▶ **PARTS OF THE EXERCISE**
[a] How would the sentence "I wonder if our bubble of generosity and community will last." from the blog post read in Spanish?
[b] Can you condense the paragraph in the blog post beginning "Oh - and the good news" into two short sentences that keep its main facts?
[c] Could you carry on the blog post from the point where it stops?

I am even more grateful than usual to live in Canada. Photos the other day of Justin paddling the Rouge River in a canoe with his wife and daughter, wearing his father's fringed jacket - is he real? We are in a bubble of sanity - clarity and open-heartedness - here in Canada. A wonderful article in the Star on the weekend, pointing out that every western country, including the U.S., Britain, France and Germany, has a right-wing anti-immigration party in the ascendancy - except here in Canada.

I wonder if our bubble of generosity and community will last.


Oh it's good to be able to write to you again, even if I'm feeling apocalyptic!

Moving right along. It's the most beautiful day of the year so far, a heavenly June day, the air in my garden scented with roses, camellias, jasmine, lavender, mint. Okay, now I need to get serious. I need to write about facial hair. Yes. It seems truly cruel of nature that just as women reach the age when their sexual allure vanishes along with their waistlines, they start to grow moustaches and beards. I spend a good ten minutes a day, at least, with my magnifying mirror and my tweezers and am now considering more invasive treatment. So readers out there who are middle-aged women - what do you do about chin and upper lip hair? Advice please. Nellie Natural here needs to find another solution.

All right, that's done. Don't say I never tell you my secrets.

Oh - and the good news: I have heard from Colin Thomas, the editor in Vancouver who's reading the manuscript. This is what he said: I’m in the final lap with Loose Woman and I’m having an excellent time. It’s going to be a terrific book. There’s already a whole lot to like in this draft and with more focus—a fair bit of cutting and some new material—the next draft is going to be even better.

Yes. Yes, I hope so. I'd like to think so. Perhaps there's hope. Cutting WHAT? WHAT new material? I can't wait to find out the specifics. 

On the other hand, also received this, below, about a children's board book I've sent to two publishers. It has taken a year to get two refusals. The nice people at Orca took six months to say no to a manuscript that consists of 200 words. Ah well. Onward.

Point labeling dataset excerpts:
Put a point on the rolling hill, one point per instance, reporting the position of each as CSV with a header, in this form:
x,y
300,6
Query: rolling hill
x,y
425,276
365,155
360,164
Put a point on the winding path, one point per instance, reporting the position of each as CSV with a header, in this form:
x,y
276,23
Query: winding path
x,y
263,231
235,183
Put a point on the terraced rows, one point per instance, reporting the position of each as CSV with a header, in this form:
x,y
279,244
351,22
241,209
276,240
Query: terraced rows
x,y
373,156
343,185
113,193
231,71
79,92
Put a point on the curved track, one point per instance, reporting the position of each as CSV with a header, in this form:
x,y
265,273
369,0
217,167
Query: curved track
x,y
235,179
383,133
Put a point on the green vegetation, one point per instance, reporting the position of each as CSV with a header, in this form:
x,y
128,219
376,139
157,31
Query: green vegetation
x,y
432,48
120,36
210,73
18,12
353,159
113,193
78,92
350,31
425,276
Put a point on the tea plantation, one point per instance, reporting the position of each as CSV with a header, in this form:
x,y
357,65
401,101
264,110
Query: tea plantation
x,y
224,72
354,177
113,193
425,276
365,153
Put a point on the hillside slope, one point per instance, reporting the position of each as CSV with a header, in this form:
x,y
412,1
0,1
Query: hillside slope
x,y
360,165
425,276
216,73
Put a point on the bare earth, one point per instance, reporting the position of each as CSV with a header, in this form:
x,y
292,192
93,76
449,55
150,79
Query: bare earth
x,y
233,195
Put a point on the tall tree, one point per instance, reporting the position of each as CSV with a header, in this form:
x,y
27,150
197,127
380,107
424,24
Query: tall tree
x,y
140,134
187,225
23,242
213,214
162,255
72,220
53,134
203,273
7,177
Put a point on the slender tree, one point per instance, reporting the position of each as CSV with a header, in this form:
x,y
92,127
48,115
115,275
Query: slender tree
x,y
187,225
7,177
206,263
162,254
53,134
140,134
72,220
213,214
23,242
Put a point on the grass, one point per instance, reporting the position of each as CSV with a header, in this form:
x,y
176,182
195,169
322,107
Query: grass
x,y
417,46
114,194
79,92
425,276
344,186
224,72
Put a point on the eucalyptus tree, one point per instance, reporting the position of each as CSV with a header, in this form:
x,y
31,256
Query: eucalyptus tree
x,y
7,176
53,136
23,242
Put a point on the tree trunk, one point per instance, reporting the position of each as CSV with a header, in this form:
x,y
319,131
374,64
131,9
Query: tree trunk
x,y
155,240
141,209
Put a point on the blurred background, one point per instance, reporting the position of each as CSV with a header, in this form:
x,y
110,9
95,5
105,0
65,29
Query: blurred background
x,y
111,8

▶ **RESULTS OF THE EXERCISE**
[a] Me pregunto si nuestra burbuja de generosidad y comunidad durará.

[b] Colin Thomas, the Vancouver editor reading the manuscript, wrote that he is nearly finished with Loose Woman, is enjoying it and expects a terrific book. He added that the draft already has much to like and that the next one will be even better with more focus, including a fair bit of cutting and some new material.

[c]
Thank you for submitting your manuscript to Orca Book Publishers, but we feel, with regret, that this project is not right for us. 
We receive a tremendous number of submissions every month—far more than we could ever publish. While this work doesn’t suit our present needs, it may well be of interest to another publisher with ... bla bla bla. 
I'll say it again: Onward.

Thursday, June 23, 2016

return after a long absence

Sob - I'm back! It has been DAYS since I've blogged. On Sunday, blogger.com asked for my password, didn't recognize it, and set off a chain of events that led to me being LOCKED OUT of my own blog. Despair. So many things to tell you about, and no way to do so.

I do now have the Facebook page, https://www.facebook.com/BornToBlogbyBethKaplan/ as well, which I'll use to explore ideas, links and quotes specifically about writing. Whereas the blog on my website is about life generally. I hope I have that difference figured out; it's the young genius Grace who is setting these things up for me, and also who came over today to get my blog back on track. She's a wonder.

So what are these millions of things I have to recount? Not much, in fact. Late afternoon Sunday, at the end of a perfect sunny day - a bike ride to the Toronto Islands with Jean-Marc and Richard for a picnic on the beach, a ride around the island at dusk, a stunning ferry ride home and a stop at a glorious ice cream store on Queen East called Sweet Jesus. And sweet Jesus, their stuff is good.
 My wonderful neighbours and friends, at the start of our gourmet meal with wine.
T Dot. The Six. Trawna. My kind of town.

And now I have to run out for a piano lesson. More anon. Just wanted to say hello, I missed you.

Saturday, June 18, 2016

Happy Birthday, Macca

Have spent the last two days at the Canadian Writers' Summit at Harbourfront. My mind is fried. Here's today's bon mot: Poets are obsessed with death and commas.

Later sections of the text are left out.